---- DATA EXTRACT

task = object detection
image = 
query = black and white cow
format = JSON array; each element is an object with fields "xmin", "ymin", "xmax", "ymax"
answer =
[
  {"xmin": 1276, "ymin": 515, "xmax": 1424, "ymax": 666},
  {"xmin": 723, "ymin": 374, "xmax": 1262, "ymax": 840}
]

--------

● TASK TO COMPLETE
Please rewrite the material with "query" swapped for "label" wherever it occurs, keeping everything else the same.

● REPLY
task = object detection
image = 
label = black and white cow
format = JSON array; each element is an object with fields "xmin", "ymin", "xmax", "ymax"
answer =
[
  {"xmin": 1276, "ymin": 515, "xmax": 1424, "ymax": 666},
  {"xmin": 723, "ymin": 374, "xmax": 1262, "ymax": 840}
]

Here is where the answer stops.